Aim of the task
Quote the full listing word for word.

(Records)
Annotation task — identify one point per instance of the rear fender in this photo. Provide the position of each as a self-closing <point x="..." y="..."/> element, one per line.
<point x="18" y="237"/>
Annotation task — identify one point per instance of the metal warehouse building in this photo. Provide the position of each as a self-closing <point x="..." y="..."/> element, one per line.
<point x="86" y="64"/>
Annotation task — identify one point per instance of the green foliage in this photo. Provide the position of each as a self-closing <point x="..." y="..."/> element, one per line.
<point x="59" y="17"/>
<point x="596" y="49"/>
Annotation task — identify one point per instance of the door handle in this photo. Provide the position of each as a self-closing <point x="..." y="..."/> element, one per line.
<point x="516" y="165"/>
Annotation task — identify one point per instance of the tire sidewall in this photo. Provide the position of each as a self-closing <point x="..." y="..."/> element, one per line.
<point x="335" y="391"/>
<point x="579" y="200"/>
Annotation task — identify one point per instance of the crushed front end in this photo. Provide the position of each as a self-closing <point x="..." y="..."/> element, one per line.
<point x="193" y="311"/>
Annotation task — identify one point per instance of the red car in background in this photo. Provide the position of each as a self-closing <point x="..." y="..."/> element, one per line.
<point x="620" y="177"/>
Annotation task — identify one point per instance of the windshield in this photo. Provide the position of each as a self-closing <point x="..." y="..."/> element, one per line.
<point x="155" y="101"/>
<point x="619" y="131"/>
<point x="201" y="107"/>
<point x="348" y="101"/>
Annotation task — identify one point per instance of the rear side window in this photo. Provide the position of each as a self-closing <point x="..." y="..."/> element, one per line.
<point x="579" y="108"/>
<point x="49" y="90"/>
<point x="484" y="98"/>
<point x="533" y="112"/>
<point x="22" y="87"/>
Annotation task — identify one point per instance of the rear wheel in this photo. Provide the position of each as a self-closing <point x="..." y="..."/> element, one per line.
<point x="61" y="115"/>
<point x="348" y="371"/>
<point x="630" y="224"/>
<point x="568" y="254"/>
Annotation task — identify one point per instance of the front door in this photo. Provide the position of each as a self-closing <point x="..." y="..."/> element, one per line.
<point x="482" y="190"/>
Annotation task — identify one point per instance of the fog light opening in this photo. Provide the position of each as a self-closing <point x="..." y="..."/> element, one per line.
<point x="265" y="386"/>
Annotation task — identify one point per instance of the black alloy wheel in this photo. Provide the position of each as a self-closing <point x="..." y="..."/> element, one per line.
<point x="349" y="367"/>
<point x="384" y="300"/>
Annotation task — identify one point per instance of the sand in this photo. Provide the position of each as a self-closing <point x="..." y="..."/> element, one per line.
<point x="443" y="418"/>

Solved problem
Annotation task — identify one point per instance of the rear fender in this photo. Provide the position of each as a self-closing <point x="..." y="..."/> element, one per line.
<point x="18" y="237"/>
Annotation task — identify one point per instance of the metal warehouse building in this photo. Provide the position of each as a self-closing <point x="..." y="..."/> element, one per line.
<point x="86" y="64"/>
Annotation task — identify one point per instance of the green foliage in this photo. Provide the position of each as a self-closing <point x="..." y="..."/> element, one per line.
<point x="59" y="17"/>
<point x="596" y="49"/>
Annotation task — identify one point per instance of the door handle in this photo. Provide the position of each as a self-closing <point x="..." y="..."/> element, one per line.
<point x="516" y="165"/>
Annotation task — identify one point per instance of the tire sidewall in this photo. Provide the position of each as a self-closing <point x="..." y="..."/> element, one per line.
<point x="335" y="391"/>
<point x="579" y="200"/>
Annotation task — identify one point per instance of the crushed front end in this photo. Provide the position of each as a self-closing <point x="..." y="..."/> element, one per line.
<point x="193" y="311"/>
Annotation task — identify one point per instance of the red car in background in this photo. Provide the position of each as a self-closing <point x="..." y="..."/> element, one per line.
<point x="620" y="177"/>
Annotation task — identify one point per instance of the windshield in this photo. Provide the position of each as a self-closing <point x="..." y="..."/> element, one per line.
<point x="155" y="101"/>
<point x="619" y="131"/>
<point x="201" y="107"/>
<point x="348" y="101"/>
Annotation task — identify one point per instance of the rear side window in this photo. Provide the position of each as a self-closing <point x="..." y="..."/> element, one per line.
<point x="579" y="108"/>
<point x="49" y="90"/>
<point x="484" y="98"/>
<point x="533" y="112"/>
<point x="22" y="87"/>
Annotation task — identify one point per instance of the rear wheel in this photo. Provide the position of each as a self-closing <point x="..." y="..."/> element, one per line.
<point x="61" y="115"/>
<point x="348" y="371"/>
<point x="630" y="224"/>
<point x="568" y="254"/>
Annotation task — identify one point per instance of the front door in this photo. Provide the position of each as a self-closing <point x="..." y="..."/> element, one per line.
<point x="482" y="190"/>
Annotation task — identify one point per instance of the fog light opening in this photo. Provide the position of each as a self-closing <point x="..." y="..."/> element, one per line.
<point x="265" y="386"/>
Annotation task — identify one point per instance of the black alloy wheel in this photo. Provide the position of each as a self-closing <point x="..." y="..."/> element, one per line.
<point x="349" y="367"/>
<point x="384" y="300"/>
Annotation task — identify one point per instance of the sand in this photo. Provide the position of each as a self-closing <point x="..." y="..."/> element, one per line.
<point x="443" y="418"/>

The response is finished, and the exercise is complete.